_Pointing and labeling data_
§

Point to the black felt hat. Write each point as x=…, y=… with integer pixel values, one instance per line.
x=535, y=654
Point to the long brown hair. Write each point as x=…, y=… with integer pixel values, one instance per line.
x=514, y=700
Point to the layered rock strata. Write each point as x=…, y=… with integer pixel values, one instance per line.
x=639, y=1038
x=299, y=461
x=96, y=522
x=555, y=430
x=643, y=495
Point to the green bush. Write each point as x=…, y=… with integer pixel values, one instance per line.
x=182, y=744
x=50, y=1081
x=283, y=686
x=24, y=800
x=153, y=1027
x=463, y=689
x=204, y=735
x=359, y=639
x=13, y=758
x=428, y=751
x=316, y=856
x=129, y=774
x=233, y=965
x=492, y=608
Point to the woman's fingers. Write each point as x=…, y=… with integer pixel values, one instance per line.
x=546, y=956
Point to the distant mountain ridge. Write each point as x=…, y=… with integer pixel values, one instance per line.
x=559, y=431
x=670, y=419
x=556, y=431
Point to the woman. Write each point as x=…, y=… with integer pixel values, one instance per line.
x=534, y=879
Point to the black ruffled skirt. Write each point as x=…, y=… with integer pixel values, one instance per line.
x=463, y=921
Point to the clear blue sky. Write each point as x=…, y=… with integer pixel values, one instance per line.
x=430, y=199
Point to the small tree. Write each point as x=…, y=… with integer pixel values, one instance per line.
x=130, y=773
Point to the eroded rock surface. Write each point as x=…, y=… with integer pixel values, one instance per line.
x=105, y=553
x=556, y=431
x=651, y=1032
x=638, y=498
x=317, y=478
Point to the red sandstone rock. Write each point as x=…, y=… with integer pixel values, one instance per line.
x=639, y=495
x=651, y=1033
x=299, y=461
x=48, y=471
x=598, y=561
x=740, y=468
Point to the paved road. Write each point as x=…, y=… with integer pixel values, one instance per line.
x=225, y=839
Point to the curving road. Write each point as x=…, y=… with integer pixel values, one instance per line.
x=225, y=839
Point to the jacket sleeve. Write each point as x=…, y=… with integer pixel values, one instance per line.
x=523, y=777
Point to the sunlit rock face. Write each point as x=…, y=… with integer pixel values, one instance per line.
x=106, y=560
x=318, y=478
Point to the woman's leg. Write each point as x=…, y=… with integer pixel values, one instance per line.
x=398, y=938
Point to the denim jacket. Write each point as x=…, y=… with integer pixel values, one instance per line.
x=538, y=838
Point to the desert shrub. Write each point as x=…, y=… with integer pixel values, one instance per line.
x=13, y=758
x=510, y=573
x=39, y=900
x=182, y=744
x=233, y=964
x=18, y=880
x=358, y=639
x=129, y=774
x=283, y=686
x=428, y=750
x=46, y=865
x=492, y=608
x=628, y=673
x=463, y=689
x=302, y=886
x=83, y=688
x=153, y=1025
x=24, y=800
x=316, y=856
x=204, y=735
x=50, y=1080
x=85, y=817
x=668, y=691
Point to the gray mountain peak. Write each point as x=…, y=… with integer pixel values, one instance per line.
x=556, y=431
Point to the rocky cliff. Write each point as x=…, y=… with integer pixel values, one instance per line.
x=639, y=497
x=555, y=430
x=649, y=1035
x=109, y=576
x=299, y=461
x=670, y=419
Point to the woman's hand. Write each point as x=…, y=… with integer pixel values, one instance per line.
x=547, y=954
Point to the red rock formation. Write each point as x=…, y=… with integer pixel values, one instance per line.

§

_GOAL OF THE EXERCISE_
Copy all of the data above line for line, changing nothing.

_CORRECT ANSWER_
Point to the black felt hat. Write each point as x=…, y=… with integer pixel values, one instance per line.
x=535, y=654
Point to the long brown hair. Write each point as x=…, y=… with integer pixel values, one instance per line.
x=514, y=700
Point to the layered rock strata. Write each point as x=…, y=… with integer pixel values, one instance per line.
x=639, y=1038
x=299, y=461
x=96, y=522
x=555, y=430
x=643, y=495
Point to the green bush. Write each point as x=…, y=… with integer pixel values, one instance per line.
x=182, y=744
x=50, y=1081
x=283, y=686
x=24, y=800
x=153, y=1027
x=463, y=689
x=204, y=735
x=359, y=639
x=13, y=758
x=428, y=751
x=316, y=856
x=129, y=774
x=233, y=965
x=492, y=608
Point to the woman's fingers. Write each point as x=…, y=… with integer pixel values, one instance per line.
x=546, y=956
Point to the distant mountain ridge. Write each point as x=…, y=… with integer pixel values, one instance per line.
x=559, y=431
x=670, y=419
x=556, y=431
Point to the woman. Write each point as x=…, y=… with integer pixel values, one instance per line.
x=534, y=879
Point to the black ruffled skirt. Write each point as x=…, y=… with integer pixel values, one instance per line.
x=463, y=921
Point to the clear blue sky. Write each point as x=…, y=… with integer pixel values, one instance per line.
x=430, y=199
Point to the small tree. Write each point as x=…, y=… with integer pixel values, one instance per line.
x=130, y=773
Point to the eroded rock surface. Write each point as x=…, y=… with integer pixel values, one instance per line.
x=105, y=553
x=556, y=431
x=651, y=1032
x=638, y=498
x=317, y=478
Point to the red sandstone rock. Write each point as x=…, y=… with integer pixel values, one instance per line.
x=639, y=495
x=651, y=1033
x=299, y=461
x=48, y=471
x=598, y=561
x=740, y=468
Point to the paved road. Write each point as x=…, y=… with integer pixel values, one instance per line.
x=225, y=839
Point to the curving road. Write each point as x=…, y=… with integer pixel values, one instance per line.
x=225, y=839
Point to the jacket sleeve. Write each point as x=…, y=… with integer pixel values, one instance per line.
x=523, y=777
Point to the sunlit rock face. Write each point as x=…, y=… with integer pixel values, one instance per line.
x=106, y=560
x=318, y=478
Point to the woman's leg. Write each point as x=…, y=… with integer pixel values, one instance per line.
x=398, y=938
Point to the denim jacket. Write each point as x=…, y=… with integer pixel values, one instance per line.
x=538, y=838
Point to the desert shrub. Write each point as x=…, y=… with integer pixel values, one instance per line.
x=13, y=758
x=510, y=573
x=39, y=900
x=182, y=744
x=233, y=964
x=18, y=880
x=358, y=639
x=129, y=774
x=283, y=686
x=428, y=750
x=46, y=865
x=492, y=608
x=628, y=673
x=463, y=689
x=302, y=886
x=83, y=688
x=153, y=1025
x=24, y=800
x=316, y=856
x=204, y=735
x=50, y=1080
x=85, y=817
x=668, y=691
Point to the gray mountain peak. Write each point as x=…, y=… with integer pixel values, one instance per line.
x=556, y=431
Point to the rocky cliff. Write each point as x=…, y=… with integer pixel values, one instance per line.
x=639, y=497
x=555, y=430
x=649, y=1035
x=109, y=576
x=299, y=461
x=670, y=419
Point to the woman's hand. Write each point as x=…, y=… with integer pixel values, one instance per line.
x=547, y=954
Point to the red rock formation. Write each point as x=…, y=… with integer pixel values, one instance per line.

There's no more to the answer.